====== Records supplied
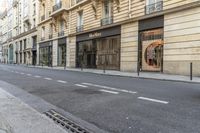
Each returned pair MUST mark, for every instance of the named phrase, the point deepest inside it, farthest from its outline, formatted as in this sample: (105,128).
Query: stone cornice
(167,11)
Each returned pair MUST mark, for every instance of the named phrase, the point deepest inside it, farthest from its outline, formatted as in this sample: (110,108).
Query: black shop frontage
(99,49)
(45,55)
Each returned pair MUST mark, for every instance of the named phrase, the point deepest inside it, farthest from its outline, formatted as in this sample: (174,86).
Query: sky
(3,5)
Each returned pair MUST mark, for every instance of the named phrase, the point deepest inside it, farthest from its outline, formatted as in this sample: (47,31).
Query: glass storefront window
(62,55)
(46,56)
(152,50)
(99,53)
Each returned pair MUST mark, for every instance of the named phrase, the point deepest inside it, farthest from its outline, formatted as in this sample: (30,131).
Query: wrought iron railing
(62,33)
(154,7)
(79,28)
(106,21)
(57,6)
(42,17)
(152,37)
(43,38)
(50,36)
(77,1)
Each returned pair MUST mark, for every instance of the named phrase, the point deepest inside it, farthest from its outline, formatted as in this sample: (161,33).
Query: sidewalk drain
(64,122)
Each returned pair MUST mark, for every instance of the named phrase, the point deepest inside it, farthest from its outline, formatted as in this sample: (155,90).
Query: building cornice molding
(164,12)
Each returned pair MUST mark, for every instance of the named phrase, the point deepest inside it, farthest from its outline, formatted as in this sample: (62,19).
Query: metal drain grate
(64,122)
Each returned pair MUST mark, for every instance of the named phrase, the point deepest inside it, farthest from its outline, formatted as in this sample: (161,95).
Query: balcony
(26,19)
(57,6)
(79,28)
(77,1)
(42,17)
(106,21)
(42,38)
(156,7)
(50,36)
(61,33)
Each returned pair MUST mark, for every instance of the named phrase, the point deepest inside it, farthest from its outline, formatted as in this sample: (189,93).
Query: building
(123,35)
(21,42)
(4,36)
(144,35)
(53,31)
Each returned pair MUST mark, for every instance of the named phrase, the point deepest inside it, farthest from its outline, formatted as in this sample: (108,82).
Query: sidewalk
(145,75)
(18,117)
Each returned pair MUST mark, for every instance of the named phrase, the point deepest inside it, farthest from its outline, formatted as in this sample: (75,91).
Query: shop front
(45,54)
(62,52)
(99,49)
(151,45)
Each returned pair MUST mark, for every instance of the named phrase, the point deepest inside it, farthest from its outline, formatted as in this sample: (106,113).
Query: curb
(53,68)
(4,126)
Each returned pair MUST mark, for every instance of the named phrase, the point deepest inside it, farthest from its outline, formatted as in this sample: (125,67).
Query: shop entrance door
(87,54)
(62,55)
(108,53)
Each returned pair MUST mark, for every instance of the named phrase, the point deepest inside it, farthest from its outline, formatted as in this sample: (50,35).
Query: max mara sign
(99,34)
(95,34)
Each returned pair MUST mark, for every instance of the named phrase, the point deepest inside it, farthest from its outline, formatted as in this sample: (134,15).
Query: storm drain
(64,122)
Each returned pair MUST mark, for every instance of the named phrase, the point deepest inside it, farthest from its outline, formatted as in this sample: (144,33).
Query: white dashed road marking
(110,88)
(112,92)
(48,78)
(79,85)
(61,81)
(37,76)
(153,100)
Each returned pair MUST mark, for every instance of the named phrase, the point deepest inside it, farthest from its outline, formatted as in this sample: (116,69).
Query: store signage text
(96,34)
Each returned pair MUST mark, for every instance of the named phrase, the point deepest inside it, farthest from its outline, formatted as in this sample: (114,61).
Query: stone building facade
(122,35)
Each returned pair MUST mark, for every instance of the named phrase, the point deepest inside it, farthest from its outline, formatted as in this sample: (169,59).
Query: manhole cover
(87,91)
(65,123)
(2,131)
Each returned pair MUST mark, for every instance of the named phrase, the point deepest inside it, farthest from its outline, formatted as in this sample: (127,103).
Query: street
(112,103)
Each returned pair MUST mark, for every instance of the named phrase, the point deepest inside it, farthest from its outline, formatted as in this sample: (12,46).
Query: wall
(182,41)
(129,47)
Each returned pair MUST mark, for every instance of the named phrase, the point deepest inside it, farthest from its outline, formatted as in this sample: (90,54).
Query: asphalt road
(114,104)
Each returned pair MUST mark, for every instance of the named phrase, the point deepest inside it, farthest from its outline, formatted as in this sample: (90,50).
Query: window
(43,9)
(153,6)
(61,25)
(80,18)
(149,2)
(107,9)
(57,1)
(43,32)
(34,9)
(34,22)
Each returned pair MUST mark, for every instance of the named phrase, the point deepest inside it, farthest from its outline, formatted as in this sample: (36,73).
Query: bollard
(191,71)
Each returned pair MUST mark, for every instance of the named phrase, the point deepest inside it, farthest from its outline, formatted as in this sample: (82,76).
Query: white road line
(48,78)
(79,85)
(153,100)
(37,76)
(110,88)
(112,92)
(61,81)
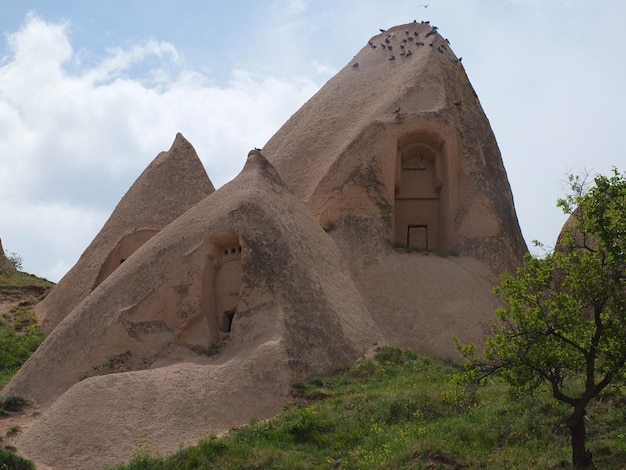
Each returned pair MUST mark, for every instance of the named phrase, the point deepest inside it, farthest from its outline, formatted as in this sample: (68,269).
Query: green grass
(18,284)
(400,410)
(19,333)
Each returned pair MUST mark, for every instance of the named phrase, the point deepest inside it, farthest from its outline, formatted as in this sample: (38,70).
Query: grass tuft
(401,410)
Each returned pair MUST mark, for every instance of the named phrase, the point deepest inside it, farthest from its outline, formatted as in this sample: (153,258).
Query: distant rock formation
(5,263)
(380,212)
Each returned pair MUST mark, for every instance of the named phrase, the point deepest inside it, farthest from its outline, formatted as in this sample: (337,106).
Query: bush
(12,403)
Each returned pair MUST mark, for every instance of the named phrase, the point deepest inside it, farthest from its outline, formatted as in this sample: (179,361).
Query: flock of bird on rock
(410,39)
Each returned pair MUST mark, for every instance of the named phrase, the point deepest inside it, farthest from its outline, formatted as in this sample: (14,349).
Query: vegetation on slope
(19,332)
(401,410)
(19,337)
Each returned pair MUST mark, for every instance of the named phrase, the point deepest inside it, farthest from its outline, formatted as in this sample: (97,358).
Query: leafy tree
(17,261)
(563,323)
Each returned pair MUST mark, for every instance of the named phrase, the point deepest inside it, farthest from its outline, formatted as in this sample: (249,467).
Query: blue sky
(91,92)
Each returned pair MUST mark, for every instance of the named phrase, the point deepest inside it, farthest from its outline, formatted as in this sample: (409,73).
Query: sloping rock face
(5,263)
(396,158)
(170,185)
(247,272)
(381,214)
(403,147)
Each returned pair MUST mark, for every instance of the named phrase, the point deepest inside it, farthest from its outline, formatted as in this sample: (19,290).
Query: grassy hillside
(400,410)
(19,333)
(19,337)
(395,410)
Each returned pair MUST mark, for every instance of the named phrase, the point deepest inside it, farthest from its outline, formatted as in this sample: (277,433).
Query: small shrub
(13,430)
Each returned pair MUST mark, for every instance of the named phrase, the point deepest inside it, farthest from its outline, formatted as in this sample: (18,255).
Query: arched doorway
(417,198)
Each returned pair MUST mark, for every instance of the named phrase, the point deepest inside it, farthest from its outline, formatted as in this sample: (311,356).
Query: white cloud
(73,140)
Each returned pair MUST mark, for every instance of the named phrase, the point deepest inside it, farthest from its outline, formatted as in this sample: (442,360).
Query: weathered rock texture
(381,214)
(170,185)
(400,153)
(5,263)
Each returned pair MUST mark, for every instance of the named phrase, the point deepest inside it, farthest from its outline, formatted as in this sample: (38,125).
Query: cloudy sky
(92,91)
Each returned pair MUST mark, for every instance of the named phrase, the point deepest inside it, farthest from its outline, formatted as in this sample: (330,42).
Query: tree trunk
(581,457)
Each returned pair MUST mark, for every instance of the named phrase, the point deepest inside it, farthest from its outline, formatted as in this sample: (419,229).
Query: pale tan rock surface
(363,225)
(170,185)
(399,152)
(298,314)
(5,263)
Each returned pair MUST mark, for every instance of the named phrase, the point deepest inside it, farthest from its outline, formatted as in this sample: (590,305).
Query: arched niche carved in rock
(419,205)
(124,248)
(222,282)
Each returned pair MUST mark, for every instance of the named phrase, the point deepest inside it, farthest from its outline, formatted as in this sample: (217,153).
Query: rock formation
(380,212)
(5,263)
(170,185)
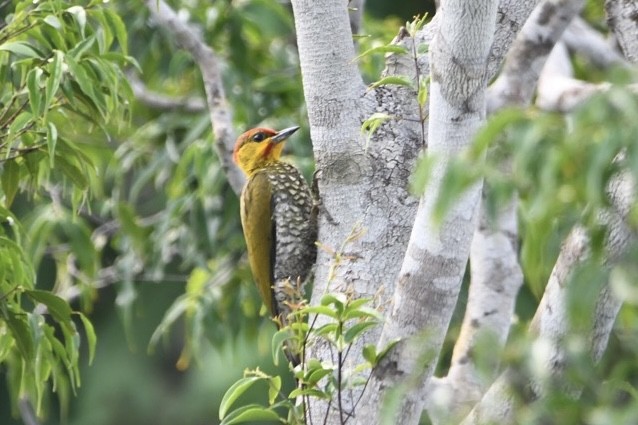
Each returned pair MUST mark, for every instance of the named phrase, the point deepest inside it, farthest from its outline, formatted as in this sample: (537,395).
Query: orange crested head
(259,146)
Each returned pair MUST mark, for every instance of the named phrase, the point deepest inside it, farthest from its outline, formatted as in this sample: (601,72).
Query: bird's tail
(289,297)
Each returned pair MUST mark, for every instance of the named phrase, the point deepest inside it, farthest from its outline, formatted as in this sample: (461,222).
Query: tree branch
(621,17)
(220,113)
(557,90)
(495,272)
(430,277)
(582,38)
(161,101)
(528,54)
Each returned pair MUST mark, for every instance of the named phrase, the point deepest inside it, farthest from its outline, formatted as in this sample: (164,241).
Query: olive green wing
(256,220)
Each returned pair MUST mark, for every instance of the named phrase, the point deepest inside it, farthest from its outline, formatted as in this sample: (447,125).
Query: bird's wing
(256,219)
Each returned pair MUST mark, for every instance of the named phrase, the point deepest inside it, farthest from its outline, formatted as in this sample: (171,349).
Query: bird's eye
(259,137)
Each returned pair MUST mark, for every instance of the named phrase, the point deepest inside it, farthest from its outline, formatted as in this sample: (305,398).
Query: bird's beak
(283,134)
============
-- Your goal --
Change every "named phrase" to "given phrase" in the items from the line containing "this sample: (171,349)." through the end, and give back those lines with nothing else altered.

-- Response to the exercise --
Each returned pair MUST mark, for every instance of the given phrase, the point deepest inside it, farthest from its outline, formatted as in this sample: (171,349).
Query: bird's eye
(259,137)
Each returned pair MUST mark, for every instance of the given phrase, the point deepest inside it, farthest from its outline, formatted as in this sample: (305,398).
Query: bird's beak
(283,134)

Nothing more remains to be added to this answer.